Entries from a pointing dataset:

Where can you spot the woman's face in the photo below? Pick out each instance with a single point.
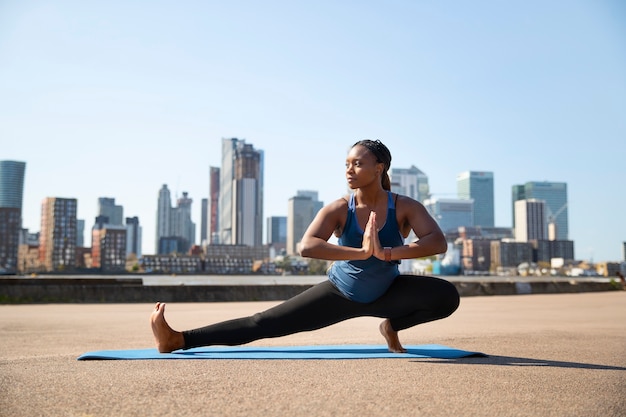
(361, 167)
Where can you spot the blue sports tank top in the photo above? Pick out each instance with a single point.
(366, 280)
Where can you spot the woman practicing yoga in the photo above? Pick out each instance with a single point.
(371, 225)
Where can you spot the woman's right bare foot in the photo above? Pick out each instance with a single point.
(391, 336)
(167, 339)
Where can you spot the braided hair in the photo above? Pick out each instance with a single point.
(383, 156)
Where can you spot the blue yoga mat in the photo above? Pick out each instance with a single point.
(285, 352)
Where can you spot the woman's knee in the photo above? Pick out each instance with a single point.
(452, 298)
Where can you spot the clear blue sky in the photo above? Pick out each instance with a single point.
(116, 98)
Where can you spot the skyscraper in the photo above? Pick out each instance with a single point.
(555, 196)
(451, 213)
(11, 193)
(530, 221)
(181, 224)
(301, 211)
(204, 220)
(108, 208)
(133, 236)
(57, 238)
(164, 209)
(241, 194)
(410, 182)
(214, 198)
(174, 223)
(478, 186)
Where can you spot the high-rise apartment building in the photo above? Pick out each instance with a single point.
(451, 213)
(214, 199)
(164, 215)
(108, 208)
(530, 220)
(555, 196)
(80, 233)
(410, 182)
(478, 186)
(277, 235)
(277, 230)
(108, 246)
(133, 236)
(57, 237)
(181, 224)
(174, 223)
(301, 211)
(204, 220)
(11, 194)
(241, 194)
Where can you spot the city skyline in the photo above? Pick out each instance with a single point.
(114, 100)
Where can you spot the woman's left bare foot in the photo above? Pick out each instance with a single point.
(391, 336)
(167, 339)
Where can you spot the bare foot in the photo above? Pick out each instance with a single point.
(391, 336)
(167, 339)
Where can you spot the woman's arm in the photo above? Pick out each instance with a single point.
(315, 243)
(412, 215)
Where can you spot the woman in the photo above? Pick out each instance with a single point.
(371, 225)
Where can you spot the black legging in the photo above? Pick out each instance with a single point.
(410, 300)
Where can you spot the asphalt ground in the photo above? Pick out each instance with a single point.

*EXERCISE TASK*:
Starting at the line containing "Where can you spot the woman in" and continuing through the end of the listing, reproduce those lines with "asphalt ground" renamed to "paved road", leaving all else untouched.

*FULL SOLUTION*:
Where can you spot the woman in the photo above? Pick out each instance with a single point.
(371, 225)
Where can you spot the black legging in the photo above? Pick out each instance with a single point.
(410, 300)
Where can you spot the paved road in the photo above? Pick out each instance with a single point.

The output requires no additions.